======== Seçilen Pasaj ========
Helenistik dönem resim ve heykellerinden esinlenerek yaratılmış kayda değer eserlerin ideolojik ve tematik merkezinde yer alan Pathos Formula, “bedeni, kendisine zulmedenin hazzı ya da yücelmesi için kurbanın bilinçli olarak yabancılaştırıldığı bir şey olarak betimleyen, Alman sanat tarihçi Aby Warburg tarafından ilkel toplum ve kültürlerde sıklıkla rastlandığı ileri sürülen mistik motif” (Eisenman, s.12) olarak tanımlanmıştır. Bu çalışmada yönelinen konu, itaatin içselleştirilmiş acılarıyla örtülü ve sanatın konuları arasında yer almış olan Pathos Formula’nın estetik yansımalarının sorgulanmasına yönelik sonuçlar elde edebilmektir. Kato, her şeyden önce, irrasyonel olanla ilgili Anksiyete’nin uygarlık sürecinde rasyonelleştirildiği esnada imgelerin oynadıkları belirsiz rollerin analizi, incelenmeyi fazlasıyla hak eder, (Kato, 2010) düşüncesiyle bunu destekler niteliktedir.
========
*Amaç:* Seçilen pasaja göre, Pathos Formula'ya ilkel toplum ve kültürlerde sıklıkla rastlandığını kim ileri sürmüştür?
======== Kayıtlar ========
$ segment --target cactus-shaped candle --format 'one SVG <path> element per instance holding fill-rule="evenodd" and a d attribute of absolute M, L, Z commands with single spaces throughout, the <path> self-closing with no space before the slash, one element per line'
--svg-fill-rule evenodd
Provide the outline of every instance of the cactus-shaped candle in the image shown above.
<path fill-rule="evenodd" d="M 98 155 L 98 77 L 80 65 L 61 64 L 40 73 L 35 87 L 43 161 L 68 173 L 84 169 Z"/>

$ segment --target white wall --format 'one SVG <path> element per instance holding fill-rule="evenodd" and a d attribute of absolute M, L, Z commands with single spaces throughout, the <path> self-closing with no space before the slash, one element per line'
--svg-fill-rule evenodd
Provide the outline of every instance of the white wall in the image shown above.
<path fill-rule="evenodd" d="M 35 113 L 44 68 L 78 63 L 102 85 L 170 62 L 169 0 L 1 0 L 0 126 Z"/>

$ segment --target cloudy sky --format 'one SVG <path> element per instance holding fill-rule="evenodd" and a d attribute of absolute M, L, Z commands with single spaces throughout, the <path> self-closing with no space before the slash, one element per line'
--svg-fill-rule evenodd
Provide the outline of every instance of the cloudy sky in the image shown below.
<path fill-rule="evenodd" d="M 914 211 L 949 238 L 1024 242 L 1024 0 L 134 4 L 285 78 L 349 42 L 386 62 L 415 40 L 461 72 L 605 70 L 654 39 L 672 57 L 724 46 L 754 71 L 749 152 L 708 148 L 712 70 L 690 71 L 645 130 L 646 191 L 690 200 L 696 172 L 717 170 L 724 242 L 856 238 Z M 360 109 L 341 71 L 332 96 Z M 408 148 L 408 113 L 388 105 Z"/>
========
======== Kayıtlar ========
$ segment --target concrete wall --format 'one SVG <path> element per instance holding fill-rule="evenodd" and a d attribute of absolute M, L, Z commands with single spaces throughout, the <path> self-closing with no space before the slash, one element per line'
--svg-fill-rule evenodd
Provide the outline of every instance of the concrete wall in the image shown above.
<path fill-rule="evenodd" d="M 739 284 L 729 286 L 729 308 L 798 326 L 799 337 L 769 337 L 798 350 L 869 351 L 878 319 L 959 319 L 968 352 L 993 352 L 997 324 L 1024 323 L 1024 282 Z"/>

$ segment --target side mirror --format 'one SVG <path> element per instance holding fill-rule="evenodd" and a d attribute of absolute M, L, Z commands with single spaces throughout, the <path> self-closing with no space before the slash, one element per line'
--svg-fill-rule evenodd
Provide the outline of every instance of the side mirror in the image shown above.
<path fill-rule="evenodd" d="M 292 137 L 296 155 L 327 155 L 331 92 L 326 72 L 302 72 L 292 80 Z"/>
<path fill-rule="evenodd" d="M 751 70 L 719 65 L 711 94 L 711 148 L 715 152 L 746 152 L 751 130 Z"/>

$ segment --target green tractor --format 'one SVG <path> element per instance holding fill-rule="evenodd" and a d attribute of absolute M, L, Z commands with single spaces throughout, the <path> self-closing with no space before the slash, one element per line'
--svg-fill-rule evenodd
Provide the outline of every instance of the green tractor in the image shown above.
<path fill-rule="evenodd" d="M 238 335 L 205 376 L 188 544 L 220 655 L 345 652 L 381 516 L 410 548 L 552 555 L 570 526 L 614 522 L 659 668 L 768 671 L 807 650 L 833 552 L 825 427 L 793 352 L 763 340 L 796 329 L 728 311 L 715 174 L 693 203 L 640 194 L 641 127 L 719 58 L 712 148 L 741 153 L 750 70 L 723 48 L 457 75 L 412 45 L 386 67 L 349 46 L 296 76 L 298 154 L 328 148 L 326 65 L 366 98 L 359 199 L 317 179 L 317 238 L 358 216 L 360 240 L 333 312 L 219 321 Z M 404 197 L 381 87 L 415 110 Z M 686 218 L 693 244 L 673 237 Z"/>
========
*Alıştırmanın Çözümü:* Alman sanat tarihçi Aby Warburg.